EXERCISE — Only the lines from the line containing "Target: shoreline" to the end of the entries should be repeated, exactly as they appear.

-- EXCERPTED RECORDS follows --

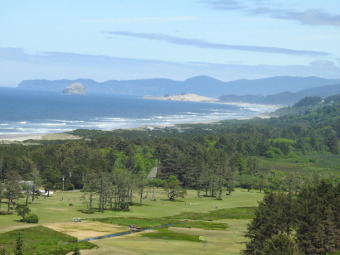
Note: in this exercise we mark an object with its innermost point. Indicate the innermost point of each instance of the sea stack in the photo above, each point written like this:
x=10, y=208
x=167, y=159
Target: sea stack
x=75, y=89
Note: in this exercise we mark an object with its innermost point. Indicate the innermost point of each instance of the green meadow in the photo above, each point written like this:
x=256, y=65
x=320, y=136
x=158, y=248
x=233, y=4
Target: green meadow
x=200, y=223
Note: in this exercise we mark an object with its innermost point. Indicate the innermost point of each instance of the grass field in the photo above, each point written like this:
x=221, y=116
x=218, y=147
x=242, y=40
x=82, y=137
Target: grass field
x=222, y=222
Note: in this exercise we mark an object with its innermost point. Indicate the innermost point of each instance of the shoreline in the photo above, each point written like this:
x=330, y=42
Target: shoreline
x=263, y=112
x=202, y=99
x=8, y=138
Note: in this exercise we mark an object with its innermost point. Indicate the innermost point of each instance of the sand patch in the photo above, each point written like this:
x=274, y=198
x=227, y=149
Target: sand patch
x=83, y=230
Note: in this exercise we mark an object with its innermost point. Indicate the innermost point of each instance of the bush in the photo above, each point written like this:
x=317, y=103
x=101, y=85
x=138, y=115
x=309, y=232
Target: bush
x=32, y=218
x=88, y=211
x=5, y=213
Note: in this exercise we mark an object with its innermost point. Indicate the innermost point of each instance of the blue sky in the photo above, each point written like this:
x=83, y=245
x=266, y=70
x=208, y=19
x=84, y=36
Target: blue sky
x=177, y=39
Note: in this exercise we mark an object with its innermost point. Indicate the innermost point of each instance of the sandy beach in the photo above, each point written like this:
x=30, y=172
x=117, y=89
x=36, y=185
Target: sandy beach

-- EXCERPTED RECORDS concluded --

EXERCISE SOLUTION —
Target: shoreline
x=263, y=112
x=202, y=99
x=8, y=138
Note: in this exercise we mark an object with its innermost point. Indicate the innermost point of each instance of the sand patch in the photo above, each point written like this:
x=274, y=198
x=227, y=149
Target: sand patch
x=83, y=230
Note: in this exercise we mark an object with its innermost point. Indicate the innermost point of each instance of the bush in the photo above, each point written like this:
x=317, y=103
x=101, y=85
x=138, y=115
x=309, y=232
Target: bush
x=32, y=218
x=88, y=211
x=5, y=213
Note: in this exercise we mark an object with its innermost point. Indicate the innermost point of each instance of the blue sky in the photo above, each point written like this:
x=83, y=245
x=266, y=70
x=208, y=19
x=84, y=36
Target: blue sky
x=177, y=39
Note: in this exercise we mark an object with its innermost point. Indicate the innermost point of each instance of the sandy beach in the photo above, each point written like this:
x=30, y=172
x=117, y=89
x=36, y=185
Target: sandy beach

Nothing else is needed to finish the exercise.